• _Deine Aufgabe_: In welcher Stadt lebt Selim Özdogan laut dem Textauszug heute?

--- Textauszug ---

Mit Selim Özdogans Lesung
endete ein überzeugendes Literaturpflaster
Deutscher Ausflug
in die Türkei
Bad Berleburg. (jg) Selim Özdogan hat nicht nur einen türkischen Namen – bei dem das "g" im Nachnamen lediglich deutsche Sprecher verwirren soll, ausgesprochen wird es nicht. Er hat auch ausschließlich einen türkischen Pass. Doch auch wenn er knapp vor der syrischen Grenze geboren wurde, plaudert er dennoch fließend Deutsch: Aufgewachsen ist er nämlich in Köln, wo der 37-Jährige heute noch lebt. Er schreibt auch seine Erzählungen und Romane auf Deutsch. Das verwirrt höchstens einmal die türkischen Organisatoren des Auftritts bei der Frankfurter Buchmesse. Dazu hatte man ihn eingeladen, zweimal wurde er aufgefordert, er möge endlich die Textstelle angeben, die er aus "Die Tochter des Schmieds" lesen wolle, damit man diese auf Deutsch übersetzen könne. Dabei war doch die türkische Version des Romans die Übersetzung des Originals. Dennoch war "Die Tochter des Schmieds" zweifelsohne fürs Berleburger Literaturpflaster qualifiziert. Schließlich zeichnet die Familienerzählung die Lebensgeschichte von Gül, der Tochter des Schmieds, in den 40er und 50er Jahren in der Türkei nach. In den Textstellen, die Selim Özdogan vorlas, ging es um eine Rauferei zwischen Gül und ihren Schwestern und den resultierenden Folgen im Kräfte-Vieleck "Familie". Danach ging es um den Tod einer Frau und die daraus entstehenden, gesellschaftlich vorgegebenen Geschehnissen.
Dass Selim Özdogan so ein überzeugendes Bild der Türkei aus der Zeit vor der Auswanderung nach Deutschland zeichnen kann, hängt damit zusammen, dass er in diesem Roman Geschichten weitergibt und verknüpft, die er seit Kindertagen von seinen Eltern gehört habe. Diese erzählt er in so einem blumigen und poetischen Deutsch, dass es eine wahre Wonne ist. Fernab vom türkischen Namen bewies Selim Özdogan auch mit weiteren Geschichten, die er vortrug, die Meisterschaft, mit der er stets den einen passenden Ton für seine Geschichten fand: mal hieß es "auf den letzten Drücker", mal sprach er von einem Gimpel – im richtigen Zusammenhang. Hier schönste Prosa, da ein gereimter Soft-Rap, den auch Xavier Naidoo singen könnte – und würde. Darüber hinaus zeichnete Selim Özdogan in seinen Texten schöne Bilder. Etwa für den Therapeuten , der möglicherweise eine Taschenlampe für die Seele seines Patienten habe. Oder für den hüfttiefen Schlamassel, den man Leben nenne, weil man kein besseres Wort dafür habe. Manchmal waren es auch kurze, einfache Sätze, unendlich treffend in ihrer Präzision: "Ich würde mich auch verlassen, wenn ich könnte."
Verlassen werden sich womöglich die Berleburger fühlen, denn mit Selim Özdogan endet das Literaturpflaster 2008. Es blieb nur ein Fazit: Auf den unterschiedlichsten Wegen hat sich die Veranstaltungsreihe der Türkei genähert und hier und da ein exotisches Land gezeigt. Was aber nichts daran ändert, dass es Türken wie Selim Özdogan gibt, die unbestreitbarer Bestandteil unserer Gesellschaft sind. Und das ist gut so.

--- Auszüge aus Material ---

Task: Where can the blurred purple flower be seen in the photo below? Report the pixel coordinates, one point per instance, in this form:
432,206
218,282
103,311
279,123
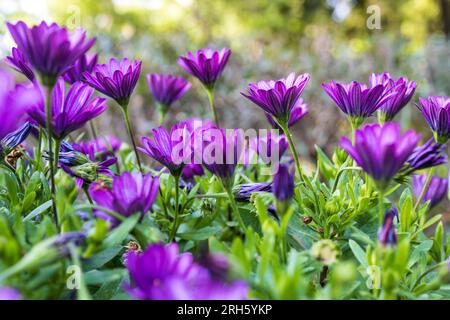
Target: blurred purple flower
116,79
162,273
84,63
50,49
70,111
130,193
401,89
436,111
278,98
436,191
206,65
381,150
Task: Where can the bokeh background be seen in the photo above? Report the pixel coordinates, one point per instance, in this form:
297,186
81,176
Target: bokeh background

---

• _Endgültige Antwort_: In Köln.